• [Work request A]
Reproduce the passage on pandemic testing and aid from "If you get the" up to and including "boost T-cell production.".
• [Work request B]
In the passage on pandemic testing and aid, how much money did the Choctaw Nation send to the Society of Friends in Dublin?
• [Work request C]
Decide whether each statement agrees with the passage on pandemic testing and aid. For each, answer yes or no and quote the words from the passage that settle it.
(i) The current test may give false negatives as much as 30% of the time.
(ii) The new treatment uses interleukin 7 to reduce T-cell production.
(iii) About 42,000 Irish donors contributed to the online fundraiser.
*** Document passage
People in the U.K. is also working on a ten-minute test, along with a two-minute test, both using saliva to check for current infections. The test that’s in use right now not only has to be processed in a lab but (if you send for one to use at home) asks you to swab your nostrils and, according to someone who used one, tonsils. Or the place where your tonsils used to be. 

I do have tonsils but have no idea where they are. I haven’t heard from them in years. They could be living in Argentina for all I know. 

Because so many people are as out of touch with their tonsils as I am (sorry–it’s a sad tale but it has to be told), the test may come back with false negatives as much as 30% of the time. And that’s not just the tests people use at home. Some of the official testing centers are handing people a nine-page booklet and telling them to do the swab themselves. So a test that relies on saliva would be a big step forward. Even I know where my saliva is. 

A twenty-minute antibody test is also being worked on. 

If you get the sense that everything’s being tried simultaneously, you’re probably right. There has to be a way out of this mess. 

*

A new treatment for the most seriously ill patients is also being tested. It’s based on the observation that the people who get sickest are seriously low on an immune system component called T-cells. The idea is to use interleukin 7 to boost T-cell production. 

The observation could also lead to a test predicting who will go on to have the most serious reactions to the virus.

I don’t know about you, but I haven’t been good about staying in touch with my T-cells. I’m doing what I can to patch up our relationship, though, starting with a card and a heartfelt apology. The tonsil thing, that can happen to anyone and they were at fault as much as I was. But the T-cells, that was me. All I can do is hope they accept the apology.

My card end with, “Multiply like hell, you little bastards.”

Who could resist?

Other news, good and bad and goatless

During the potato famine, the Choctaw Nation heard that people were starving in Ireland and sent $170 to the Society of Friends in Dublin, which was distributing food. That would be about $5,000 in today’s money. Sixteen years before, the Choctaw had been forced off their land and relocated to Oklahoma along the Trail of Tears and they’d barely begun to rebuild their lives. But they knew starvation and disease and they sent what they could.

Now Ireland is returning their generosity, even if it’s to a different tribe. Some 24,000 Irish donors have given $820,000 to an online fundraiser to buy food and supplies for the Navajo and Hopi reservations, which have been hit hard by the virus. It will go to people who are raising grandkids, have underlying health conditions, or are positive for the virus.
******
*** Given records
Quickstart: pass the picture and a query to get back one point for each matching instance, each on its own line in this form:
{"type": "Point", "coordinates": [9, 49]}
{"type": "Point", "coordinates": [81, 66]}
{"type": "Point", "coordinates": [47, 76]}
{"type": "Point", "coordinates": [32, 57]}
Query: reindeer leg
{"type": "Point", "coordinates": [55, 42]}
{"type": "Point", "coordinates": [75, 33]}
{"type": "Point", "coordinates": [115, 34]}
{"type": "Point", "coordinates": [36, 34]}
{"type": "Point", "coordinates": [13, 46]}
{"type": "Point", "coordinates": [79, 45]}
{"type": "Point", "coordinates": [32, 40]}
******
• [Task solution A]
If you get the sense that everything’s being tried simultaneously, you’re probably right. There has to be a way out of this mess. 

*

A new treatment for the most seriously ill patients is also being tested. It’s based on the observation that the people who get sickest are seriously low on an immune system component called T-cells. The idea is to use interleukin 7 to boost T-cell production.

• [Task solution B]
$170

• [Task solution C]
(i) Yes: "the test may come back with false negatives as much as 30% of the time."
(ii) No: "The idea is to use interleukin 7 to boost T-cell production."
(iii) No: "Some 24,000 Irish donors have given $820,000 to an online fundraiser"